= YOUR ASSIGNMENT =
Below are some records; output all of them exactly.

= RECORDS SHOWN =
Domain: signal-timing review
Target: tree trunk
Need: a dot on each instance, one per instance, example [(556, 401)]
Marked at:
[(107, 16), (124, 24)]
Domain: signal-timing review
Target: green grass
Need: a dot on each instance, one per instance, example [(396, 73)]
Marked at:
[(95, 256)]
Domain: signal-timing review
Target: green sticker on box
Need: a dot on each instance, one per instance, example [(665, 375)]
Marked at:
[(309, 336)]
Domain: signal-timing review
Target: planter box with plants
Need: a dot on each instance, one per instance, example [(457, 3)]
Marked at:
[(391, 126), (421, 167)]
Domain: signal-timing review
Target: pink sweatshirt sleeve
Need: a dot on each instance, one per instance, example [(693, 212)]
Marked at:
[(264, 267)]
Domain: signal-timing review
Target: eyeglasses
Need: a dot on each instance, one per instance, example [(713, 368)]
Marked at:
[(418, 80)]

= YOUR RESPONSE =
Domain: signal-timing review
Target: tree trunk
Need: a dot on each instance, one per instance, example [(556, 401)]
Marked at:
[(107, 16), (124, 24)]
Domain: signal-timing review
Target: green grass
Need: a dot on each instance, one per instance, example [(396, 73)]
Marked at:
[(95, 256)]
Domain: signal-timing review
Target: green sticker on box
Need: a dot on each instance, one per instance, example [(665, 375)]
Marked at:
[(309, 336)]
Domain: signal-timing review
Target: planter box with plants
Need: a dot on each instance, one per instance, example [(457, 3)]
Marked at:
[(391, 126), (421, 167)]
Domain: signal-timing review
Target: pink sweatshirt sleeve
Need: a dot on each instance, one per instance, example [(693, 212)]
Marked at:
[(264, 267)]
Domain: signal-timing review
Target: eyeglasses
Need: a dot on each instance, one per instance, example [(713, 368)]
Marked at:
[(418, 80)]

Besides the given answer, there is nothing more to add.